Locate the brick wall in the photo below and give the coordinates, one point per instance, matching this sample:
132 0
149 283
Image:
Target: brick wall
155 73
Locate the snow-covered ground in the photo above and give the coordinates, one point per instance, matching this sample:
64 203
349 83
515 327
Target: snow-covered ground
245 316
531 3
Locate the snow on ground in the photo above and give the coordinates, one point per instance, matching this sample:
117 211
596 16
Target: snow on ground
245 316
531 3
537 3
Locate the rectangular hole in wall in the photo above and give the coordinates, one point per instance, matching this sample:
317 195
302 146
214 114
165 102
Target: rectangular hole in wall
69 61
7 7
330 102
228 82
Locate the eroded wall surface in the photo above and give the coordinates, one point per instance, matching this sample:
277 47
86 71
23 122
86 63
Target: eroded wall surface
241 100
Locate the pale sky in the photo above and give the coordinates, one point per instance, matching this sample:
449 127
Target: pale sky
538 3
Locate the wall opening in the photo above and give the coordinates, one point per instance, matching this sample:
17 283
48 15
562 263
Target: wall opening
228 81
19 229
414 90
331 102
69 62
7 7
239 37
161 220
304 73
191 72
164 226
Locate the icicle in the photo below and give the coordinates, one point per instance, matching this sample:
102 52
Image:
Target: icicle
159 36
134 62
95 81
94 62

Assignment: Find the word "coordinates" in the records, and report each line that has it.

Result below:
Locate the brick wall in the photo below and give the coordinates, one point per instance, matching this sample:
Locate the snow-covered ground in the photo above and give the coordinates, one point per instance, matching this sample:
Locate the snow on ground in the photo above and give the coordinates, one point per instance, matching this sample:
Locate the rectangular hole in wall in the photo above and give the coordinates, one point per instance, matching this sample:
Locate the eroded wall surface in the photo above and give the coordinates, one point per instance, matching this sample:
Locate the pale sky in the photo above and give the coordinates, one point per instance, matching this sample:
Locate the wall opening in the photo above and give the coordinates, one point per instance, matching this sample:
Locate the icicle in the photo below and give the coordinates, one point per instance, matching this sample:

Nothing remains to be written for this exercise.